Document passage:
====

Housing Finance Reform Resource Guide
The Housing Finance Reform Act
H.R. 1859: A Brand New System
Thank you for visiting the resource guide I've designed to help you better understand the Housing Finance Reform Act. The purpose of this page is to explain both the need for a completely new housing finance system in this country and introduce you to the plan I've proposed.
Why is housing finance reform so important? Housing is an enormous sector of our economy. We never go into recession without housing leading us in. And, we never come out without housing recovering. Arguably, part of the reason that our current economic recovery is so tepid is because the housing recovery is very weak. When you consider the construction of new houses, the sales of existing houses, the construction and remodel and renting of apartments, the home improvement industry and so forth, it represents a tremendous amount of employment, economic activity and is fundamental to a standard of living. And, none of it moves without adequate financing. Hardly anyone buys, builds or improves a house or apartment paying cash. Pretty much everyone needs to borrow some money.

====

Stored records:
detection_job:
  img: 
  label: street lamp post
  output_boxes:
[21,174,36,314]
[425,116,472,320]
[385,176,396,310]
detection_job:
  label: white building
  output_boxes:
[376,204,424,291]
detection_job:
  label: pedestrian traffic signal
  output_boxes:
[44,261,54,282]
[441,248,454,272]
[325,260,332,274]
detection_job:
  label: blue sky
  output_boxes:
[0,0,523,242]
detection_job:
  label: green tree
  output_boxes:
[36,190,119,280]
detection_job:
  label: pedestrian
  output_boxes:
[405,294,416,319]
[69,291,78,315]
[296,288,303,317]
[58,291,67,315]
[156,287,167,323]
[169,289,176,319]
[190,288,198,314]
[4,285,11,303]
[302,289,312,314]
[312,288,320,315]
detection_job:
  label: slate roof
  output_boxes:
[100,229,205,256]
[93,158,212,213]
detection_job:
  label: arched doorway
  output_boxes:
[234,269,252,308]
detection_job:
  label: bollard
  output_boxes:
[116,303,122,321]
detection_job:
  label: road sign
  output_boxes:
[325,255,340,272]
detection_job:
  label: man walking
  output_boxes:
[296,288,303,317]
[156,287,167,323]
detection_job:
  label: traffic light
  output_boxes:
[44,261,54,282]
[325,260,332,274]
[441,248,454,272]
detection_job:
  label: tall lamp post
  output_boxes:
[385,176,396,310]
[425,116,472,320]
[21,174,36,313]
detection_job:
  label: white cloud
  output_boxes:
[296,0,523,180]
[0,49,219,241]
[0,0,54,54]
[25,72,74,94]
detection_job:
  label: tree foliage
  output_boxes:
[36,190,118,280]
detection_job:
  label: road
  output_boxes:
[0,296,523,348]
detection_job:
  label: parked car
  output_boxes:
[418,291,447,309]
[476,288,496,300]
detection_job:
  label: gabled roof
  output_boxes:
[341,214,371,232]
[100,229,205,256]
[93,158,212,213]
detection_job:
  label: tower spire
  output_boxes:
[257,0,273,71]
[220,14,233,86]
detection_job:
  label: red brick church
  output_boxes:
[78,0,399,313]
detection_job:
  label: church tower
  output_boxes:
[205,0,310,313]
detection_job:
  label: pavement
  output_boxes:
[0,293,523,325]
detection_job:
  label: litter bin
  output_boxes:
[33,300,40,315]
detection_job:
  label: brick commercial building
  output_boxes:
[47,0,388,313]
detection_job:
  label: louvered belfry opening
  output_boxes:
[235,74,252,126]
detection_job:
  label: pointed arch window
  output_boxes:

====

Problem 1:
Rewrite the part of the housing finance reform guide starting with "Why is housing" and going on through "borrow some money.", substituting "a downturn" for "recession".
Problem 2:
Answer these questions from the housing finance reform guide:
(a) What bill number is given for the Housing Finance Reform Act?
(b) What word does the guide use to describe the current economic recovery?
(c) According to the guide, what does hardly anyone do when buying, building or improving a house or apartment?
The entries have no connection to the housing finance reform guide.

Full response 1:
Why is housing finance reform so important? Housing is an enormous sector of our economy. We never go into a downturn without housing leading us in. And, we never come out without housing recovering. Arguably, part of the reason that our current economic recovery is so tepid is because the housing recovery is very weak. When you consider the construction of new houses, the sales of existing houses, the construction and remodel and renting of apartments, the home improvement industry and so forth, it represents a tremendous amount of employment, economic activity and is fundamental to a standard of living. And, none of it moves without adequate financing. Hardly anyone buys, builds or improves a house or apartment paying cash. Pretty much everyone needs to borrow some money.

Full response 2:
(a) H.R. 1859
(b) Tepid
(c) Pay cash